__Job__
Nothing but the lines from the one that contains "red stigma, each" through the end of the listing should appear, set down exactly.

__Material shown__
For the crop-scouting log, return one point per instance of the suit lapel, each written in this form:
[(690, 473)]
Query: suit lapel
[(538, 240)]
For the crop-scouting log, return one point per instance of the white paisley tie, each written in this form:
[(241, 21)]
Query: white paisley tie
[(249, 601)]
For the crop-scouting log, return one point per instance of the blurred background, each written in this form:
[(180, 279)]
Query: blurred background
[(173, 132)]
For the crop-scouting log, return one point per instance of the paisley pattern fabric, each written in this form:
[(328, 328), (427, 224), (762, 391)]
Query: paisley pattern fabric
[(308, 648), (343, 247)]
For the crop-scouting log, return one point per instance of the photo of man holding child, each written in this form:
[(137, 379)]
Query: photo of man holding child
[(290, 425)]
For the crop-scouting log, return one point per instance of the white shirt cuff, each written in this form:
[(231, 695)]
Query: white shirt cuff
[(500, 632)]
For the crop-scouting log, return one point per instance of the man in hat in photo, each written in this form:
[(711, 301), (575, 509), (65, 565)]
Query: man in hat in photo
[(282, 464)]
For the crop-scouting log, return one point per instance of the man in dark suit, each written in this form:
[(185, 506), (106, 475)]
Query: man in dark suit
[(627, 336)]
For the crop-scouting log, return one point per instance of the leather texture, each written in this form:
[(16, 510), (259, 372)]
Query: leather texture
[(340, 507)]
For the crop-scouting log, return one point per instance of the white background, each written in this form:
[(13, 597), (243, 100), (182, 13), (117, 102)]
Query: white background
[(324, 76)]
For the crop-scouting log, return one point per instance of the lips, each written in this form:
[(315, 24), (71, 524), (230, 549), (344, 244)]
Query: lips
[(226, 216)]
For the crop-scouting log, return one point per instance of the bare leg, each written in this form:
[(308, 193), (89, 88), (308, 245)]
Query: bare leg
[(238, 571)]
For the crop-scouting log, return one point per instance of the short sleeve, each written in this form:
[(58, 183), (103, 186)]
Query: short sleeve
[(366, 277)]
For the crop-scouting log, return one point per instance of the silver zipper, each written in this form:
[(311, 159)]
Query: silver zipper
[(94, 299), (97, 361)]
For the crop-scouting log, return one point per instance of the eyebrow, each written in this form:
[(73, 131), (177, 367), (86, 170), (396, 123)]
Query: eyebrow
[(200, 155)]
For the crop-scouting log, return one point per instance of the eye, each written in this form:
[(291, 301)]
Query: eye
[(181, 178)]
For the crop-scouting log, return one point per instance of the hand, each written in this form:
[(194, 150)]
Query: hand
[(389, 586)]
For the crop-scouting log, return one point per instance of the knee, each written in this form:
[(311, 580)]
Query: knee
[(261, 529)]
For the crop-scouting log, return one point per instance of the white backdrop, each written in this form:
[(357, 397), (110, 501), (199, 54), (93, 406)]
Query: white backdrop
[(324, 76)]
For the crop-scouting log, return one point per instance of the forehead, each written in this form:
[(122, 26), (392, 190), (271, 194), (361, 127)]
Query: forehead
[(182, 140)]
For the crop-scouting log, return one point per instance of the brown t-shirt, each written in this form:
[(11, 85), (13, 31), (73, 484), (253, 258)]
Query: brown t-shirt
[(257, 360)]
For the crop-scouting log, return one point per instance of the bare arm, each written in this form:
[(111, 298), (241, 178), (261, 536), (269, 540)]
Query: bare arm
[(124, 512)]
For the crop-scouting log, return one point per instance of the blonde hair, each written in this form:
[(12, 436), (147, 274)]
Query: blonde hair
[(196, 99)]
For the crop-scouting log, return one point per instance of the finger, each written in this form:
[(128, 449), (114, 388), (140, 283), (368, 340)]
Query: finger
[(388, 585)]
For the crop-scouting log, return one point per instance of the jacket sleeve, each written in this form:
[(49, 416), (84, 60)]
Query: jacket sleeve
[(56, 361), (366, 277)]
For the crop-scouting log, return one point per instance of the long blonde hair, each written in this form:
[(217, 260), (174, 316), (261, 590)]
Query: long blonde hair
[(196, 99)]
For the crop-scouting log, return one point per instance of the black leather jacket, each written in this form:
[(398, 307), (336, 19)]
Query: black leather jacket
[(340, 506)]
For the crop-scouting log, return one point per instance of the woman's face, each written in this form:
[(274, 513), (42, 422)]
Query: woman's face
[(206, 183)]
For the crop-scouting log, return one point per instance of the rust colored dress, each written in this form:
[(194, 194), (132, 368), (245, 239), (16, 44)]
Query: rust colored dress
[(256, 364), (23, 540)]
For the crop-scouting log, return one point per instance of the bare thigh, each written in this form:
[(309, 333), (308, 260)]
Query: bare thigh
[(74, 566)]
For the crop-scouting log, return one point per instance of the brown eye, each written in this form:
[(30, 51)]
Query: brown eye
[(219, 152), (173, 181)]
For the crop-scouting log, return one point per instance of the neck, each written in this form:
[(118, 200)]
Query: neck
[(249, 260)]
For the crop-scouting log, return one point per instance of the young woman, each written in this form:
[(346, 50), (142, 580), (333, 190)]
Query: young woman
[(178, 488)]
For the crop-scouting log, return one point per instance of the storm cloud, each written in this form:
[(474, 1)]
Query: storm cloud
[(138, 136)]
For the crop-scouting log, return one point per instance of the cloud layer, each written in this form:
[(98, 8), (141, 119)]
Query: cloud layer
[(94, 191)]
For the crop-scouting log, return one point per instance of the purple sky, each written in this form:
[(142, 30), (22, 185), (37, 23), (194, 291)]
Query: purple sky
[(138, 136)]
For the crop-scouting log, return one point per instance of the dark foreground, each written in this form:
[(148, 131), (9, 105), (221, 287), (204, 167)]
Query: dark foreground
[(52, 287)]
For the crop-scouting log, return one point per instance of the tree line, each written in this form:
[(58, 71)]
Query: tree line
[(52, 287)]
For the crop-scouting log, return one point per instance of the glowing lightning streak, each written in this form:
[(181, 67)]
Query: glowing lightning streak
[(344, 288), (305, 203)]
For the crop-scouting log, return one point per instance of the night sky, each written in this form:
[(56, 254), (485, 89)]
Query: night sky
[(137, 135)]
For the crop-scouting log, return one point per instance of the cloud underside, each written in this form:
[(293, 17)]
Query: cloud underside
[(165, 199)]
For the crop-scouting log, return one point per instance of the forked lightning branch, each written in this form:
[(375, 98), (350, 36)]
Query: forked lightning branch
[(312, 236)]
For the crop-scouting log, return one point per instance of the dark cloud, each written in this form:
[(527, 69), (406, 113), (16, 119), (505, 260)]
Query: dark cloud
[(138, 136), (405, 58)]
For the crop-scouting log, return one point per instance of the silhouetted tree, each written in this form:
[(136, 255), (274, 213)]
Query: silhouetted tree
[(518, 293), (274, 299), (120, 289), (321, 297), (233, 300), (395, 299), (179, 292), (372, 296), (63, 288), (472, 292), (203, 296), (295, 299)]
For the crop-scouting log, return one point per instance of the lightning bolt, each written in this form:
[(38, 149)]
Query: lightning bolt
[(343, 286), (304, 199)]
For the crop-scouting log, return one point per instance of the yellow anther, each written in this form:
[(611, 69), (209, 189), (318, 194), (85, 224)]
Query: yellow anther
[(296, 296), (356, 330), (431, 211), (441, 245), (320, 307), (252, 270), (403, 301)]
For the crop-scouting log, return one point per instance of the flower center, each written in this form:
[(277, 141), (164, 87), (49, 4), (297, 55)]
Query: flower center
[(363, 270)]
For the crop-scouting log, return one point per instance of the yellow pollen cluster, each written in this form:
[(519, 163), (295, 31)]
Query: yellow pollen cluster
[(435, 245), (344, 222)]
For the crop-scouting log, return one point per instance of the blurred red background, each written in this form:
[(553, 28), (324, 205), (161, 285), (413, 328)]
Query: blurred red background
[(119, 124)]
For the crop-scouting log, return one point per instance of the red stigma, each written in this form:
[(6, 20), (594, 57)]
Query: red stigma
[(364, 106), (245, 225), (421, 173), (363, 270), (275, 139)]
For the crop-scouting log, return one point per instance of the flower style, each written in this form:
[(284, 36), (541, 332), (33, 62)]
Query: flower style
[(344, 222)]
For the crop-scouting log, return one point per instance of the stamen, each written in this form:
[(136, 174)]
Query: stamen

__Response for this exercise__
For the crop-scouting log, return one point per instance of the red stigma, each written in this form:
[(6, 20), (594, 57)]
Query: red stigma
[(364, 106), (245, 225), (421, 173), (363, 270), (275, 139)]
For the crop-scouting log, return one point per instance of the flower style, each written in this form:
[(284, 36), (541, 332), (33, 62)]
Query: flower style
[(344, 222)]
For the crop-scouting log, return one point per instance of the stamen, each written in this form:
[(136, 174)]
Query: stamen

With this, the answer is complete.